### Exercise
Copy out the full text on the causes and diagnosis of myofascial pain syndrome word for word, keeping its headings and bulleted lists.

### Text provided
*****
What Causes Myofascial Pain Syndrome?

Trigger points have various root causes including:

•                  Chronic muscle tension from poor posture, repetitive motions, or imbalances

•                  Direct trauma such as falls, blows, or punctures

•                  Joint dysfunctions altering mechanics and movement

•                  Nutritional deficiencies like low vitamin D, magnesium, or B vitamins

•                  Inflammation from conditions like arthritis or infections

•                  High levels of physical or emotional stress

•                  Structural problems like scoliosis or leg length discrepancies

How Do Healthcare Providers Diagnose Myofascial Pain Syndrome?

To diagnose MPS, providers:

•                  Palpate for tender trigger points and referred pain patterns

•                  Assess active and passive range of motion impact

•                  Rule out other conditions like nerve compression

•                  Review medical history for related illnesses

•                  Consider perpetuating factors like poor posture

•                  Review response to any prior treatments

There are no definitive diagnostic tests for MPS. Skilled manual examination remains the gold standard for identification by providers familiar with myofascial pain.
*****
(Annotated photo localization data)
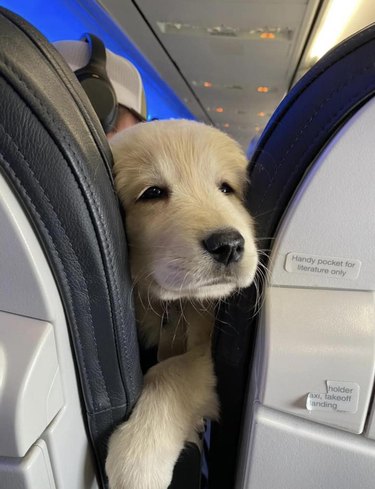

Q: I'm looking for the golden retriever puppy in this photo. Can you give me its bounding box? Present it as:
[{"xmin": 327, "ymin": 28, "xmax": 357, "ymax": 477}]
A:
[{"xmin": 106, "ymin": 120, "xmax": 258, "ymax": 489}]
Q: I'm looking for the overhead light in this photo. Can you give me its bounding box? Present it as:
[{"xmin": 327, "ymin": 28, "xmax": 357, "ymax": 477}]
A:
[
  {"xmin": 156, "ymin": 21, "xmax": 293, "ymax": 41},
  {"xmin": 308, "ymin": 0, "xmax": 362, "ymax": 65},
  {"xmin": 259, "ymin": 32, "xmax": 276, "ymax": 39}
]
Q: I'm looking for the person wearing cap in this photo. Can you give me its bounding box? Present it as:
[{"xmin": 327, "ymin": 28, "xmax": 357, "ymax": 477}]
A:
[{"xmin": 54, "ymin": 35, "xmax": 146, "ymax": 139}]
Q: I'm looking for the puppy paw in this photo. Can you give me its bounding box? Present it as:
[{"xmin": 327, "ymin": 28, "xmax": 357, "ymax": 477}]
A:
[{"xmin": 106, "ymin": 420, "xmax": 177, "ymax": 489}]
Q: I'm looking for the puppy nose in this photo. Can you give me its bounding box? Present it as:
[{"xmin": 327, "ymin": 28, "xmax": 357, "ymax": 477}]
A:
[{"xmin": 202, "ymin": 229, "xmax": 245, "ymax": 265}]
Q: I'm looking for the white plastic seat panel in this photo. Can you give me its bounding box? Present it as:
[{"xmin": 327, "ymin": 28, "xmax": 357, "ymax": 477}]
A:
[{"xmin": 0, "ymin": 174, "xmax": 98, "ymax": 489}]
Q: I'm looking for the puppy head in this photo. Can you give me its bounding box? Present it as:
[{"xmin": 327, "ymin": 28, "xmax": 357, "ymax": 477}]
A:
[{"xmin": 111, "ymin": 120, "xmax": 258, "ymax": 300}]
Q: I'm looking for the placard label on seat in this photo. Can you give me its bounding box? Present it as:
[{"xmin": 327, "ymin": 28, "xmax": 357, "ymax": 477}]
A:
[
  {"xmin": 285, "ymin": 253, "xmax": 362, "ymax": 280},
  {"xmin": 306, "ymin": 380, "xmax": 359, "ymax": 413}
]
*****
### Expected answer
What Causes Myofascial Pain Syndrome?

Trigger points have various root causes including:

•                  Chronic muscle tension from poor posture, repetitive motions, or imbalances

•                  Direct trauma such as falls, blows, or punctures

•                  Joint dysfunctions altering mechanics and movement

•                  Nutritional deficiencies like low vitamin D, magnesium, or B vitamins

•                  Inflammation from conditions like arthritis or infections

•                  High levels of physical or emotional stress

•                  Structural problems like scoliosis or leg length discrepancies

How Do Healthcare Providers Diagnose Myofascial Pain Syndrome?

To diagnose MPS, providers:

•                  Palpate for tender trigger points and referred pain patterns

•                  Assess active and passive range of motion impact

•                  Rule out other conditions like nerve compression

•                  Review medical history for related illnesses

•                  Consider perpetuating factors like poor posture

•                  Review response to any prior treatments

There are no definitive diagnostic tests for MPS. Skilled manual examination remains the gold standard for identification by providers familiar with myofascial pain.